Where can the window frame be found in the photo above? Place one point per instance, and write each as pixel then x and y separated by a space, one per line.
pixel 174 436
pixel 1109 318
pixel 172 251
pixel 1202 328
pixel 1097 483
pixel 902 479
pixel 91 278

> [Set problem]: Reproduce each line of the items above with no changes.

> [Task response]:
Where can the window frame be found in the photo above? Place one point per instance, and write each as pixel then x and y separated by a space, one per line.
pixel 174 436
pixel 1109 318
pixel 172 251
pixel 1202 328
pixel 1097 483
pixel 902 479
pixel 91 278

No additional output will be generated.